[Location annotation dataset excerpts]
____
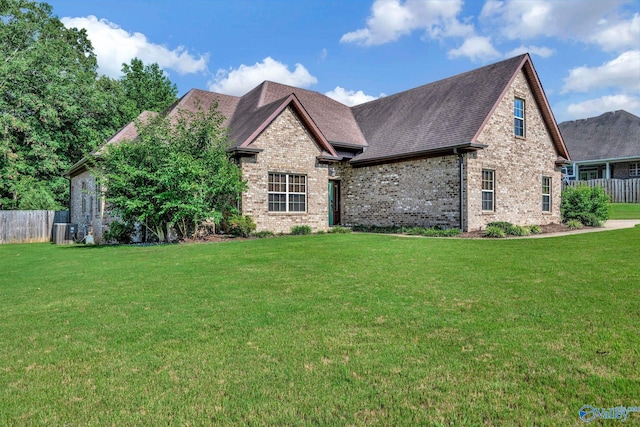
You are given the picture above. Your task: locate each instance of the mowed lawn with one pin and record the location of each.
(625, 211)
(352, 329)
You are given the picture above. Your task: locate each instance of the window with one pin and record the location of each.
(546, 194)
(287, 193)
(518, 115)
(83, 196)
(487, 190)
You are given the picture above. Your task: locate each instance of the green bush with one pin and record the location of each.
(263, 234)
(337, 229)
(503, 225)
(517, 230)
(119, 232)
(392, 229)
(494, 231)
(574, 224)
(535, 229)
(239, 225)
(589, 205)
(299, 230)
(436, 232)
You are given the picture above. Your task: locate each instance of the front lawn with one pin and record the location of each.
(625, 211)
(348, 329)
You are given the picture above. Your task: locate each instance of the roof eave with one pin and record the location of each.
(433, 152)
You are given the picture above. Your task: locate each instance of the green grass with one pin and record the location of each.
(335, 329)
(625, 211)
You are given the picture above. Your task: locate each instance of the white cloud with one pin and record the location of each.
(114, 46)
(595, 107)
(392, 19)
(476, 48)
(351, 97)
(619, 36)
(239, 81)
(622, 72)
(541, 51)
(567, 19)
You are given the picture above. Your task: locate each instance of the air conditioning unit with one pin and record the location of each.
(64, 233)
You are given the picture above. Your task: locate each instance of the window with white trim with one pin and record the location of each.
(518, 117)
(287, 192)
(546, 194)
(488, 190)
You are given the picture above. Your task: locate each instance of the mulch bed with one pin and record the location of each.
(545, 229)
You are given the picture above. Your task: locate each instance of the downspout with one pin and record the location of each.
(461, 186)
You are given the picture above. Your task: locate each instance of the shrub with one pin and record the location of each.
(239, 225)
(392, 229)
(263, 234)
(517, 230)
(337, 229)
(300, 230)
(589, 205)
(436, 232)
(494, 231)
(535, 229)
(119, 232)
(574, 224)
(503, 225)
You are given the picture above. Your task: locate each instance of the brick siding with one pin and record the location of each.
(287, 148)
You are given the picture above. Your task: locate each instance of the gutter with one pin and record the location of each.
(461, 186)
(609, 160)
(433, 152)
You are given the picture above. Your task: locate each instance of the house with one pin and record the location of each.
(462, 152)
(607, 146)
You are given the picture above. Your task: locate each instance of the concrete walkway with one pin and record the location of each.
(612, 224)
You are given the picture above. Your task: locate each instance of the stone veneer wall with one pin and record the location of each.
(519, 165)
(288, 148)
(621, 170)
(94, 205)
(421, 193)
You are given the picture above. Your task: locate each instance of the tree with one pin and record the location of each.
(52, 111)
(176, 174)
(147, 86)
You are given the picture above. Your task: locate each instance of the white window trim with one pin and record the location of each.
(515, 117)
(288, 193)
(546, 194)
(492, 191)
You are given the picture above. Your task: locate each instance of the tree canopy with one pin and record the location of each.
(147, 87)
(177, 174)
(54, 108)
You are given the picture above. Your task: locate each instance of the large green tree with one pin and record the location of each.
(50, 109)
(54, 108)
(176, 174)
(147, 87)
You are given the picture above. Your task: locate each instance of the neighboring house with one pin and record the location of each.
(478, 147)
(607, 146)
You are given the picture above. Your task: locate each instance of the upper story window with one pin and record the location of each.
(287, 192)
(546, 194)
(518, 117)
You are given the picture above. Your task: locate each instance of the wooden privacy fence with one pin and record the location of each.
(619, 190)
(29, 226)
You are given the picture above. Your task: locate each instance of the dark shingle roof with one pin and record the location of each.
(612, 135)
(442, 114)
(333, 119)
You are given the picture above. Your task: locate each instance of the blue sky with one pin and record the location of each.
(586, 52)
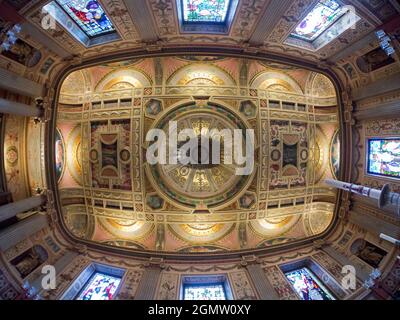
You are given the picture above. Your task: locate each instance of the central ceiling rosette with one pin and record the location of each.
(202, 184)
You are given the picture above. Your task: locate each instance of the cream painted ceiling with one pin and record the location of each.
(163, 208)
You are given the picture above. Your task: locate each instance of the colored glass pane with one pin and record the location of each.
(384, 157)
(89, 15)
(99, 287)
(204, 292)
(205, 10)
(323, 15)
(307, 285)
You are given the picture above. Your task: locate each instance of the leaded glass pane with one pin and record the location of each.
(307, 285)
(89, 15)
(204, 292)
(384, 157)
(205, 10)
(100, 287)
(324, 14)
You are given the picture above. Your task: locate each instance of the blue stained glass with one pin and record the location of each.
(100, 287)
(205, 10)
(384, 157)
(323, 15)
(307, 285)
(89, 15)
(204, 292)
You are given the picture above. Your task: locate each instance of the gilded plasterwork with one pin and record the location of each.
(204, 207)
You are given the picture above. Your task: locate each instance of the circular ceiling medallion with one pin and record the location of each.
(193, 185)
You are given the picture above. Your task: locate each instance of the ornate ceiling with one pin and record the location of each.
(111, 195)
(257, 26)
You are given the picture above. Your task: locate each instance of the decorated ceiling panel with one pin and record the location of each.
(112, 194)
(306, 29)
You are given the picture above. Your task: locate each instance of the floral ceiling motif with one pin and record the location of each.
(111, 195)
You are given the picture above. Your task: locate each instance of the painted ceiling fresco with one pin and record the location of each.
(110, 194)
(314, 30)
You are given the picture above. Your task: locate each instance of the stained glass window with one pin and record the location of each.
(89, 15)
(205, 10)
(307, 285)
(323, 15)
(384, 157)
(100, 287)
(204, 292)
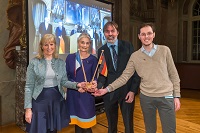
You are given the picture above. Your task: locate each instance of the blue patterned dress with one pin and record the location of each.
(81, 105)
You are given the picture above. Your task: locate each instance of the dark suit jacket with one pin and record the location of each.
(43, 30)
(125, 49)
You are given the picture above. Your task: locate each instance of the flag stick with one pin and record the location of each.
(82, 66)
(97, 65)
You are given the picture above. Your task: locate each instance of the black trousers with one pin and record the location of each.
(111, 109)
(82, 130)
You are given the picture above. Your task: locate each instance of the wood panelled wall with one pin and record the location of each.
(189, 74)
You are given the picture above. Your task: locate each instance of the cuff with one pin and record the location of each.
(108, 89)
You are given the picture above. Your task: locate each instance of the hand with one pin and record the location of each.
(93, 87)
(81, 90)
(94, 84)
(177, 104)
(100, 92)
(130, 97)
(81, 85)
(28, 115)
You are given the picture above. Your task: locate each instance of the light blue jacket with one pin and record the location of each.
(35, 78)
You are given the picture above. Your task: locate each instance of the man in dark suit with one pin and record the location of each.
(116, 60)
(45, 27)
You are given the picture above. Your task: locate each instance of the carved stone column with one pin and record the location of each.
(21, 65)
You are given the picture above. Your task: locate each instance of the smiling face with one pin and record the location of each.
(146, 35)
(84, 44)
(48, 49)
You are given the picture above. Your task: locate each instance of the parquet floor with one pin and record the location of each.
(188, 118)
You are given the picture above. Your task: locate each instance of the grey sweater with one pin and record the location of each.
(158, 73)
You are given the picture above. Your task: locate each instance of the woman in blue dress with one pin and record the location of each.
(44, 104)
(81, 105)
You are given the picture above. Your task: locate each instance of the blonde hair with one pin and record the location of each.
(47, 38)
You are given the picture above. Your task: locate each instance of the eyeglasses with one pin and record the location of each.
(146, 34)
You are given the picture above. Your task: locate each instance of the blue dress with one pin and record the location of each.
(81, 105)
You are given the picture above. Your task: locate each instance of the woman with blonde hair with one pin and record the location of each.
(80, 67)
(45, 109)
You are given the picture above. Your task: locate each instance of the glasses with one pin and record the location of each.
(146, 34)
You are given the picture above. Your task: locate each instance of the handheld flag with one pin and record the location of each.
(103, 66)
(77, 62)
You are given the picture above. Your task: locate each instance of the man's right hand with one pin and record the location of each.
(100, 92)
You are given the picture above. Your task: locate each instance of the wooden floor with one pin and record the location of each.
(188, 118)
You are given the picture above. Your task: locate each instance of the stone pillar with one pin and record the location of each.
(21, 65)
(122, 17)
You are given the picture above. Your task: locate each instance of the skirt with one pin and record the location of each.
(49, 112)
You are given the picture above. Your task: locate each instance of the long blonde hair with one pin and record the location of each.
(47, 38)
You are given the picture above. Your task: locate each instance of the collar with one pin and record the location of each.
(154, 48)
(115, 43)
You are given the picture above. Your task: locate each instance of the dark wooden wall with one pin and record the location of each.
(189, 74)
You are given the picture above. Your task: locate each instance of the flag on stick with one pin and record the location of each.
(77, 62)
(103, 66)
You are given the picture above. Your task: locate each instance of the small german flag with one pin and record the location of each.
(103, 66)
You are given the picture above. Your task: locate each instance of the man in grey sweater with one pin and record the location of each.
(160, 83)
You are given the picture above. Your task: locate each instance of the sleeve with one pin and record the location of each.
(64, 81)
(101, 80)
(94, 66)
(135, 79)
(29, 86)
(126, 75)
(173, 74)
(69, 64)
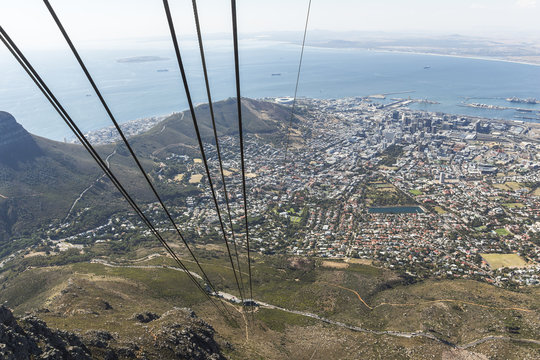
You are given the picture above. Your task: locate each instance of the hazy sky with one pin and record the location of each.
(29, 23)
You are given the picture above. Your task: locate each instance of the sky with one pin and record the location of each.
(96, 21)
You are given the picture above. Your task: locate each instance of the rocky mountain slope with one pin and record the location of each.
(40, 178)
(179, 335)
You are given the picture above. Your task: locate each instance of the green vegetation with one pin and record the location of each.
(503, 232)
(497, 261)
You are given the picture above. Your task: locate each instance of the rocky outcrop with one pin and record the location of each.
(145, 317)
(31, 338)
(16, 144)
(187, 336)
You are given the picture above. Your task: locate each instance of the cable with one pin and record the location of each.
(241, 136)
(124, 139)
(25, 64)
(211, 107)
(294, 105)
(199, 139)
(297, 78)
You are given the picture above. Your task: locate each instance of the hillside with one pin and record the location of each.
(310, 308)
(40, 179)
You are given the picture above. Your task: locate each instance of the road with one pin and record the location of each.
(91, 186)
(418, 334)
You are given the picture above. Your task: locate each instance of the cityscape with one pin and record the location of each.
(426, 194)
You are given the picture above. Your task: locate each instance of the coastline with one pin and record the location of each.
(413, 52)
(109, 135)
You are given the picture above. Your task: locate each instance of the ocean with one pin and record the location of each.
(137, 90)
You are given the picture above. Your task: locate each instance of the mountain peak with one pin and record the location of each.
(16, 144)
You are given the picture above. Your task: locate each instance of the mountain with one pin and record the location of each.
(16, 144)
(177, 131)
(40, 179)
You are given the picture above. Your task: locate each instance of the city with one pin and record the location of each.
(426, 194)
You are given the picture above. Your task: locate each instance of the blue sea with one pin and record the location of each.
(136, 90)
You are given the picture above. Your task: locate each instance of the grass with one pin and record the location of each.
(295, 219)
(195, 179)
(503, 232)
(509, 185)
(440, 210)
(497, 261)
(279, 320)
(514, 205)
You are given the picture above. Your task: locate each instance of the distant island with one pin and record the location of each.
(137, 59)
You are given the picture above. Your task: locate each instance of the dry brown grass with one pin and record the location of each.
(334, 265)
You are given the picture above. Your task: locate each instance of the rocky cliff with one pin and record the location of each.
(16, 144)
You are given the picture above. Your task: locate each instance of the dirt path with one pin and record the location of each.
(408, 335)
(91, 186)
(429, 302)
(351, 290)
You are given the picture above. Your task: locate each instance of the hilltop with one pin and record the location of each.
(40, 179)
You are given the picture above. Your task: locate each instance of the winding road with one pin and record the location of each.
(418, 334)
(91, 186)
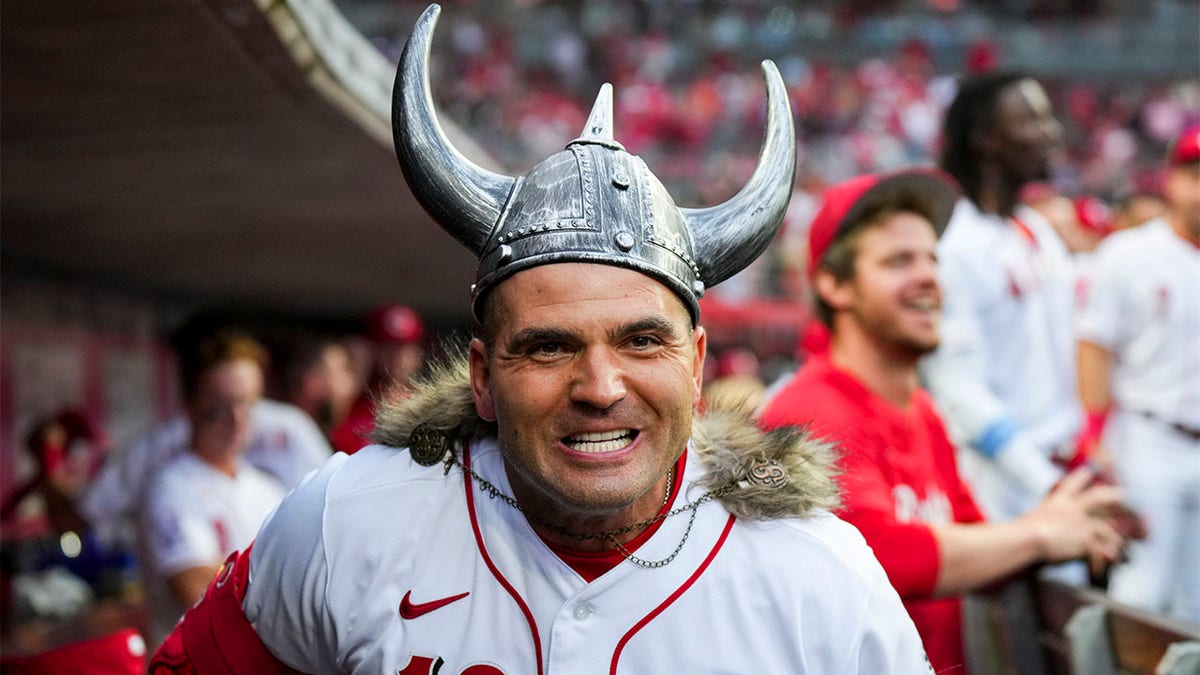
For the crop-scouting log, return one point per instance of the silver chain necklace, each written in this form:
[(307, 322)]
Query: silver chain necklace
[(609, 535)]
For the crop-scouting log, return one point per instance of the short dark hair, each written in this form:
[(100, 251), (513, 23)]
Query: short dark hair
[(841, 257), (839, 261), (972, 111), (221, 347)]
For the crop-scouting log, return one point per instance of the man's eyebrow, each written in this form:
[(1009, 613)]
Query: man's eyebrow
[(527, 336), (649, 324)]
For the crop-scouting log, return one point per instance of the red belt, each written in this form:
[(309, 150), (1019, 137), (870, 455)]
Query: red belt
[(1188, 431)]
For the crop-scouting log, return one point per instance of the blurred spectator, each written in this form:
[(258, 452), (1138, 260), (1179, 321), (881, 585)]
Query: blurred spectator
[(321, 380), (1080, 222), (736, 384), (208, 501), (1139, 380), (67, 448), (1138, 205), (282, 441), (396, 336), (1003, 374), (874, 260)]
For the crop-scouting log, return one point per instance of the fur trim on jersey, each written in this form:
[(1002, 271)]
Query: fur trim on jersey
[(727, 444)]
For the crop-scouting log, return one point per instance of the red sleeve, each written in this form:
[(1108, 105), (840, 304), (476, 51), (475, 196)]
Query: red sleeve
[(906, 550), (214, 637)]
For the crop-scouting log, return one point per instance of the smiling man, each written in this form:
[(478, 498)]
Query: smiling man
[(871, 249), (558, 508)]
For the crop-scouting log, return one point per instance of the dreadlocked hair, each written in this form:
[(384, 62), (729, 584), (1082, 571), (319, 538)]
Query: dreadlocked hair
[(973, 112)]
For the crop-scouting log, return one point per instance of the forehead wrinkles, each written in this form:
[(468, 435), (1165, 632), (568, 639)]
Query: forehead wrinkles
[(582, 298)]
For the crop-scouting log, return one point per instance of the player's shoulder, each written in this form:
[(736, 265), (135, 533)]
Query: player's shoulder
[(967, 223), (826, 545), (817, 395), (371, 471), (1128, 245)]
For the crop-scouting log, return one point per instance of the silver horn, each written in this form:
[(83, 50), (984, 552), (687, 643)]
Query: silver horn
[(730, 236), (462, 197)]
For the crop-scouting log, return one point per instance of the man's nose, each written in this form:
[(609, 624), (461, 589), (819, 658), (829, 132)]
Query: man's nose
[(598, 378)]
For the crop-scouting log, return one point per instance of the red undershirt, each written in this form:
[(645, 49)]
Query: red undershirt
[(593, 565)]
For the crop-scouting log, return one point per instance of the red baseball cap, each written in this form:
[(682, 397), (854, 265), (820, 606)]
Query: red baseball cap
[(846, 205), (395, 323), (1093, 214), (1186, 148)]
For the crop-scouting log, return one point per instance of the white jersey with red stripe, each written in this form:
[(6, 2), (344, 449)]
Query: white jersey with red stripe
[(1005, 372), (283, 442), (195, 515), (1141, 304), (377, 565)]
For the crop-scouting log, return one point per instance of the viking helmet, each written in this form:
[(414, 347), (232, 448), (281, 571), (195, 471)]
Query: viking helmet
[(593, 202)]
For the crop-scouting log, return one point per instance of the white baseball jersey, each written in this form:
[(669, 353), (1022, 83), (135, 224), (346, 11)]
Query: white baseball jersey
[(285, 442), (1005, 372), (377, 565), (195, 515), (1143, 304)]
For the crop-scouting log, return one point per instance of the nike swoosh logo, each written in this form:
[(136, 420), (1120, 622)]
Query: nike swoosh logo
[(408, 609)]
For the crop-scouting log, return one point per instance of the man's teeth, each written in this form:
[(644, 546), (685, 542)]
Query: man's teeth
[(600, 441)]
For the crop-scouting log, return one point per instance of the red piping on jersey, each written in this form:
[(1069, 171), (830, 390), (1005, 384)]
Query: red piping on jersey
[(1026, 233), (487, 559), (673, 597)]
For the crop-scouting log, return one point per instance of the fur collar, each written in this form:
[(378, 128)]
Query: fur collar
[(727, 443)]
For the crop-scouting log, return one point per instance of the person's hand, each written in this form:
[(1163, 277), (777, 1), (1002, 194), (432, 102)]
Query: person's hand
[(1074, 521)]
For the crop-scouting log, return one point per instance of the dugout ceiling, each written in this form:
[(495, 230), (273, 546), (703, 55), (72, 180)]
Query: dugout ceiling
[(201, 150)]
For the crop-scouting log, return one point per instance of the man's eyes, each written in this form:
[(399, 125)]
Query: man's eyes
[(645, 341), (546, 350)]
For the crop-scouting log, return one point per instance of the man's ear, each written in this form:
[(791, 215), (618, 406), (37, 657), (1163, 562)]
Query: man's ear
[(479, 381), (838, 294)]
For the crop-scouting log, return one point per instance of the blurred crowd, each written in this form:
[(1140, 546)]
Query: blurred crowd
[(868, 88)]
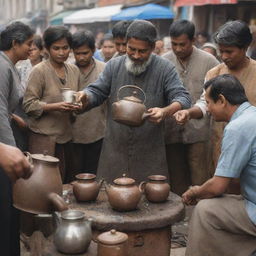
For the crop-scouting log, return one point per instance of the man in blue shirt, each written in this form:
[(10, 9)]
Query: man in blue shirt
[(225, 224)]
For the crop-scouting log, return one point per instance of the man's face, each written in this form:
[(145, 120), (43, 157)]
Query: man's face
[(83, 55), (120, 45), (139, 51), (182, 46), (59, 51), (108, 49), (159, 48), (215, 108), (23, 50), (232, 56), (35, 53)]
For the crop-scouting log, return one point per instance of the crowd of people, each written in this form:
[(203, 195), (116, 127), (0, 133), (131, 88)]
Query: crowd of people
[(199, 132)]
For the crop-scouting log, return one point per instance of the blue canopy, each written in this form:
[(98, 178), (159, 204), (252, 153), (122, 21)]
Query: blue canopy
[(144, 12)]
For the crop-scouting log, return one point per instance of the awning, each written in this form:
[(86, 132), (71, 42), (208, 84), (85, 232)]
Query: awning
[(145, 12), (58, 18), (179, 3), (101, 14)]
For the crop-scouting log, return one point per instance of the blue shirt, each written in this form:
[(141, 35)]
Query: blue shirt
[(238, 154)]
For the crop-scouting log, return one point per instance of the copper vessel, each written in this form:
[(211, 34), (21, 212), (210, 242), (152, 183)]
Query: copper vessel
[(112, 243), (157, 189), (130, 110), (41, 193), (86, 188), (124, 194)]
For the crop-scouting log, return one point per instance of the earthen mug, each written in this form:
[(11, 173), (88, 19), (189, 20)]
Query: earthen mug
[(86, 188), (112, 243), (68, 95), (124, 194), (156, 189)]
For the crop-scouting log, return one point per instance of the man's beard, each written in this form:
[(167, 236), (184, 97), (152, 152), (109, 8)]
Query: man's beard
[(136, 69)]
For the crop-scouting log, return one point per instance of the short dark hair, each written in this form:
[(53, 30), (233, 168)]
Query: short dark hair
[(83, 38), (234, 33), (56, 33), (180, 27), (38, 41), (17, 32), (142, 30), (227, 85), (120, 28), (107, 37)]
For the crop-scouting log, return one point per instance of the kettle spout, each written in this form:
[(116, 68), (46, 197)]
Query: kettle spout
[(56, 218), (145, 115)]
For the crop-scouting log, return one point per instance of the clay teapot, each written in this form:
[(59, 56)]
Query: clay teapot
[(130, 110), (86, 188), (41, 192), (124, 194), (112, 243), (156, 189), (73, 234)]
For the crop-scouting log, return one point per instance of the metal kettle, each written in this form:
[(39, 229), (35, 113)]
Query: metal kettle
____
--- Task requirements ---
Update everything from the line containing "the silver chain" down to the line containing "[(527, 336), (649, 324)]" by replacing "short dark hair" with "short black hair" wherever it occurs, leaving all else unchanged. Return only those lines.

--- Written response ---
For the crop-scouting log, return one point per instance of the silver chain necklace, each written in this form:
[(307, 322)]
Query: silver chain necklace
[(609, 535)]
For the crop-scouting log, return one point per instance of the short black hair, each written in this form:
[(100, 251), (513, 23)]
Query: short black hair
[(841, 257), (839, 261), (972, 111), (221, 347)]
For the crop-scouting log, return one point per instance of the man's eyebrow, each written in this form:
[(1009, 613)]
Query: man's eyebrow
[(527, 336), (649, 324)]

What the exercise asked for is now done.